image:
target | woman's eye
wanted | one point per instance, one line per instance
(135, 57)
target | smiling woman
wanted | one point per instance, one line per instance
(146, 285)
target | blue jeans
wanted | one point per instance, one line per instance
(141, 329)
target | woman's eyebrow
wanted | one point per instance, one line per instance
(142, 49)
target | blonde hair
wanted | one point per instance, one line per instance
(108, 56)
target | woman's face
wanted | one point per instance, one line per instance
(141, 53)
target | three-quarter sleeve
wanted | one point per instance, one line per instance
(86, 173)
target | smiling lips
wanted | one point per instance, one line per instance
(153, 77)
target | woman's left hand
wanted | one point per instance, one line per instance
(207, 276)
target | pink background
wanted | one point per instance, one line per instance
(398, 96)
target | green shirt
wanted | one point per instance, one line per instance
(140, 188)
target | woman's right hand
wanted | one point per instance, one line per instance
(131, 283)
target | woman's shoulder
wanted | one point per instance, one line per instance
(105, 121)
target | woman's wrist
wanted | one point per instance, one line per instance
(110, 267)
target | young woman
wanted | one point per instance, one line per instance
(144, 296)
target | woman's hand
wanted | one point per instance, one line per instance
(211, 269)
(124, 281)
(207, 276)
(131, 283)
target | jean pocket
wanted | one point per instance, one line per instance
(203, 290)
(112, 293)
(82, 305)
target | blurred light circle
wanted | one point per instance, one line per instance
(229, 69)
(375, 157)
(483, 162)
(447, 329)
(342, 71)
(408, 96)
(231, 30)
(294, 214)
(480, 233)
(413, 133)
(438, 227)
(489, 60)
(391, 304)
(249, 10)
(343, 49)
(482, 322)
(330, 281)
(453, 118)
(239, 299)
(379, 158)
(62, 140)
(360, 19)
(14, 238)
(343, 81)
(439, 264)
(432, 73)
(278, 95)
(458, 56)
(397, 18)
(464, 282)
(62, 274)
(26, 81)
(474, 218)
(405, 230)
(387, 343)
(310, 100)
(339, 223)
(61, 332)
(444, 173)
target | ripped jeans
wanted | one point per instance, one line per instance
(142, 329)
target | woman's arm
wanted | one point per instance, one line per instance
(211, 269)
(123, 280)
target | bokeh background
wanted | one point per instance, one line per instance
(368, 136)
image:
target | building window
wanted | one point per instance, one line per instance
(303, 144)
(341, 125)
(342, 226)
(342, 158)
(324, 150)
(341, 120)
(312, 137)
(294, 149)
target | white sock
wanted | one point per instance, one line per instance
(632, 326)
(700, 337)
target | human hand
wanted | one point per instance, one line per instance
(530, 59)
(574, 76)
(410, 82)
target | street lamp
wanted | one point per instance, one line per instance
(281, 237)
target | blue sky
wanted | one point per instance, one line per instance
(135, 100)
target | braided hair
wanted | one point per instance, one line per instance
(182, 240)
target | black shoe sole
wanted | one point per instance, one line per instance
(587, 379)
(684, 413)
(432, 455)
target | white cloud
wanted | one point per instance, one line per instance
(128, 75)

*****

▸ TRY IT
Write out all the records again, exactly as they appear.

▸ TASK RESPONSE
image:
target | woman's eye
wanted | one point per instance, one line per instance
(135, 57)
target | smiling woman
wanted | one point per instance, one line per instance
(146, 285)
target | blue jeans
wanted | one point per instance, one line per instance
(141, 329)
target | woman's eyebrow
wanted | one point per instance, one line per instance
(142, 49)
target | blonde hair
wanted | one point per instance, one line per instance
(108, 56)
target | woman's face
wanted | one point per instance, one line per instance
(141, 53)
target | three-quarter sleeve
wanted | one point per instance, one line per instance
(86, 173)
target | smiling lips
wanted | one point per instance, one line per instance
(153, 77)
target | woman's left hand
wanted | one point per instance, one line per instance
(207, 276)
target | pink background
wanted | one point per instance, one line per instance
(398, 96)
target | green shirt
wanted | one point per instance, one line per instance
(140, 188)
target | woman's right hand
wanted | one point per instance, one line per instance
(131, 283)
target | woman's shoulder
wanted | one point per instance, one line per instance
(105, 121)
target | woman's wrist
wanted | one point per instance, one line per instance
(110, 267)
target | young woman
wanted | one point per instance, one line per instance
(144, 296)
target | woman's hand
wanted | one point per instance, one line per instance
(211, 269)
(124, 281)
(207, 276)
(131, 283)
target | jean pocket
wanted | one point per instance, one line per instance
(203, 290)
(112, 293)
(82, 305)
target | blurred light circle
wanted | one point per instance, one line per instance
(229, 69)
(375, 157)
(483, 162)
(447, 329)
(342, 71)
(408, 96)
(231, 30)
(294, 214)
(480, 233)
(413, 133)
(438, 227)
(489, 60)
(391, 304)
(249, 10)
(343, 49)
(482, 322)
(330, 281)
(453, 118)
(239, 299)
(379, 158)
(62, 140)
(360, 19)
(14, 238)
(343, 81)
(439, 264)
(432, 73)
(278, 95)
(458, 56)
(397, 18)
(464, 282)
(62, 274)
(26, 81)
(474, 218)
(405, 230)
(387, 343)
(310, 100)
(339, 223)
(61, 332)
(444, 173)
target | ripped jeans
wanted | one point per instance, one line per instance
(142, 329)
target | woman's arm
wanted | one point per instance, one line per instance
(211, 269)
(123, 280)
target | bokeh background
wanted | one point per instance, one line per instance
(368, 136)
image:
target | building window
wanted | one point per instance, one line per instance
(303, 144)
(341, 125)
(342, 226)
(342, 158)
(324, 150)
(341, 120)
(312, 137)
(294, 149)
target | white sock
wanted | one point per instance, one line per instance
(632, 326)
(700, 337)
target | human hand
wanted | one point per instance, one line per instance
(530, 59)
(574, 76)
(410, 82)
target | street lamp
wanted | one point per instance, one line per instance
(281, 237)
target | blue sky
wanted | one point per instance, one line per instance
(135, 100)
target | braided hair
wanted | one point per instance, one line per instance
(182, 240)
target | black shoe sole
wanted | one point per instance, one line per instance
(587, 379)
(684, 413)
(432, 455)
target | white cloud
wanted | one point per instance, one line per instance
(128, 75)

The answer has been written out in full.